PROMPT A:
In the passage on the hotel workers study's limitations, what share of room maids at the five-star hotels were dispatched workers?
PROMPT B:
Continue the passage on the hotel workers study's limitations beyond its final sentence.

TEXT FOR ANALYSIS:
┌────────
The first limitation of this study is that we did not examine workers dispatched by outsourcing companies to the hotel industry even though they are likely to be exposed to the risk factors of musculoskeletal disorders. According to an assessment of five-star hotels in Seoul in 2005 , employees dispatched by outsourcing companies accounted for as much high as 36.3% of the workforce. 26% of room maids at the five-star hotels were dispatched workers, and the proportion of dispatched workers also stood at more than 20% at the cleaning and equipment management divisions. This study analyzed 1,016 workers, and only 53 workers, or 5.2%, were in charge of housekeeping. Many five-star hotels hire full-time housekeepers to clean floors reserved for VIP customers, but other floors for general customers are cleaned by dispatched workers . Likewise, this study analyzed only full-time housekeepers, and did not include dispatched housekeepers. Housekeeping, cleaning and equipment management are dismissed as simple manual labor, and thus employees in these three divisions, who are hired by outsourcing companies, are likely to be exposed to risk factors for musculoskeletal disorders. This means the study’s result may not represent work-related musculoskeletal disorders of all workers. The second limitation of this study is that the research did not target all hotels in Seoul, and therefore it is difficult to generalize this study’s conclusions to a national level. The third limitation of this study is that a self-administered survey was performed to analyze work-related musculoskeletal symptoms and absence or early leaves, relying on respondents’ recollection of their experience in the previous year, and thus leaving a possibility of memory bias and overstatements. The final limitation of this study was that the research was a cross-sectional study and thus inadequate for identifying a causal association between independent variables and dependent variables. The analysis of a causal relationship between the abovementioned factors requires a prospective study.
└────────
Data excerpts:
┌────────
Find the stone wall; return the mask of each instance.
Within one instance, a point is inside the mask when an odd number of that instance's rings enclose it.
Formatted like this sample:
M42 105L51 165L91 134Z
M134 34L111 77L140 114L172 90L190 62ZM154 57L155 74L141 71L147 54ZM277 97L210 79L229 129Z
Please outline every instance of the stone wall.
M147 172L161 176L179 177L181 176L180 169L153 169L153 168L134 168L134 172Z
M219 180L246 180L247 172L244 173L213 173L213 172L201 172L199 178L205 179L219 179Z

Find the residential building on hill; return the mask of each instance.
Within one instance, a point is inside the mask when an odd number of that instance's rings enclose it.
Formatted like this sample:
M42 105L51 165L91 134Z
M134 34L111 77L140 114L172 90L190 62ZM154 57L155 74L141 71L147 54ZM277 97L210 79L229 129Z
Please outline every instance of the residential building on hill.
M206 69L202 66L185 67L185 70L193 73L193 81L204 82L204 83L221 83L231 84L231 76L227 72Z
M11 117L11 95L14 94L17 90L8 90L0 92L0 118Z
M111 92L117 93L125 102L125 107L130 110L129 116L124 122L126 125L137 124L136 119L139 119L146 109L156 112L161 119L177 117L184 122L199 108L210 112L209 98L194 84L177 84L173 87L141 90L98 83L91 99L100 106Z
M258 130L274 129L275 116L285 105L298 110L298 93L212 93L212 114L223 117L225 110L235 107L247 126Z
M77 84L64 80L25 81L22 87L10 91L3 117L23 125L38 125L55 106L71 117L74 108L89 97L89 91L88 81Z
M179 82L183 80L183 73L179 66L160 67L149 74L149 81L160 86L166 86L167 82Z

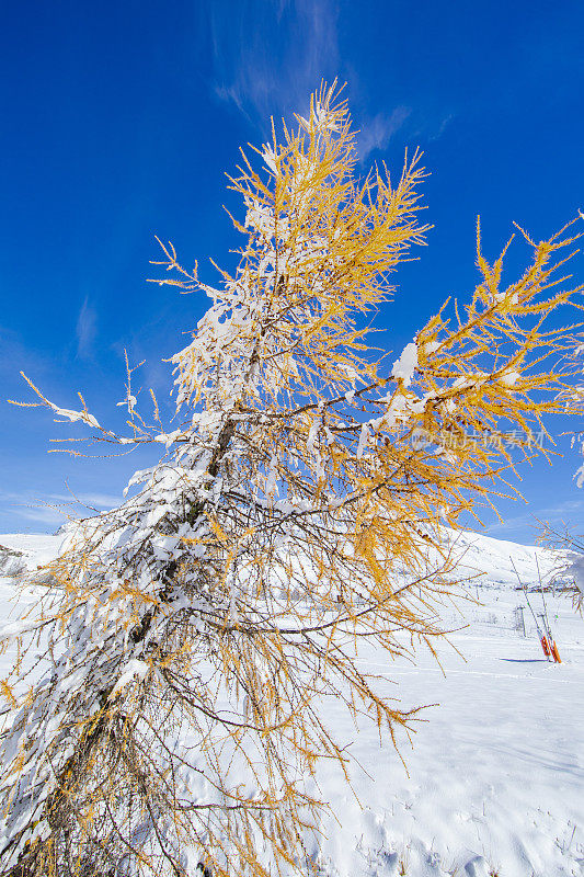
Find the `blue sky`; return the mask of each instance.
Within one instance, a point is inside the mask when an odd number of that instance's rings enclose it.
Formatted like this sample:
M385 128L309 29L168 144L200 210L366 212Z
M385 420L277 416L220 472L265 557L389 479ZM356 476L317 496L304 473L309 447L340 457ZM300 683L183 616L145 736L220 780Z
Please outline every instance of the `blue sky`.
M478 214L494 257L514 220L543 237L584 206L580 0L57 0L2 18L0 533L55 529L50 505L69 490L95 508L118 501L147 453L47 455L48 438L71 431L3 400L31 400L22 369L64 407L81 390L118 423L124 349L147 360L140 385L167 398L162 360L204 303L145 282L153 236L210 282L208 257L232 264L224 173L241 144L267 138L271 114L306 112L321 78L347 83L363 167L398 171L419 146L432 172L435 228L381 315L392 350L446 296L472 291ZM527 255L517 243L509 272ZM577 257L581 278L583 267ZM501 503L504 526L484 514L489 533L530 542L534 516L581 524L576 459L568 440L558 449L552 468L522 469L527 502Z

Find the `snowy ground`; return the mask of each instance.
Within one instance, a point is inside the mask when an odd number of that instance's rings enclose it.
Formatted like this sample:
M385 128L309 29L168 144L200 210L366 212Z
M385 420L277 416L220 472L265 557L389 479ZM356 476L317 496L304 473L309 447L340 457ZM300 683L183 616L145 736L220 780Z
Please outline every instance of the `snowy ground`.
M0 546L24 553L33 567L58 543L0 535ZM547 663L528 611L527 637L515 629L514 611L525 601L508 558L535 583L535 554L542 573L551 556L474 535L459 544L468 548L462 563L488 573L478 591L471 589L481 605L444 613L447 626L467 625L451 636L462 657L445 648L444 673L424 653L415 667L381 662L373 650L360 657L364 668L387 674L387 691L402 706L437 704L424 711L413 748L401 738L406 770L391 748L380 748L374 726L356 730L330 705L337 738L351 743L362 766L353 768L358 800L336 773L322 773L320 794L337 817L323 824L323 874L584 874L584 620L569 601L547 595L562 657L561 664ZM12 593L11 580L0 579L4 618ZM530 599L540 610L541 595ZM2 674L10 660L0 659Z

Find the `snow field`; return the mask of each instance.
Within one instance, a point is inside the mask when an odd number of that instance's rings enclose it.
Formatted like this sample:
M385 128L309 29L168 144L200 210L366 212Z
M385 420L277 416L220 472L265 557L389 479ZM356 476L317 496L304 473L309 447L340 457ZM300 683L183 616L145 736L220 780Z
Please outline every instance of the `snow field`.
└────────
YOUR RESPONSE A:
26%

YOUR RESPONSE B:
Despite these limitations, this study is a valuable addition to the scarce research on musculoskeletal disorders of hotel workers. This study conducted gender stratification analysis to identify the prevalence rates of work-related musculoskeletal symptoms and general and occupational traits of hotel workers across all departments. This study also analyzed relevant factors to provide essential data needed for developing precautionary measures against work-related musculoskeletal symptoms.
This study focused on structural risk factors regarding the working environment, such as the gender-based division of labor, shift work and labor intensity, which demonstrated a statistically significant correlation with the work-related musculoskeletal symptoms of hotel workers. Both gender groups of men and women reported different prevalence rates of work-related musculoskeletal symptoms among different departments. This could indicate gender-based division of labor produces different ergonomic risk factors for different gender groups. However, only females displayed a statistically significant correlation between shift work and labor intensity and musculoskeletal symptoms. Minimizing ergonomic risk factors alone does not suffice to effectively prevent musculoskeletal diseases among hotel workers. Instead, work assignments should be based on gender and department, and working hours and work intensity should be adjusted to address multi-dimensional musculoskeletal risk factors. In addition, an approach that seeks to minimize shift work is needed to reduce the incidence of musculoskeletal disorders.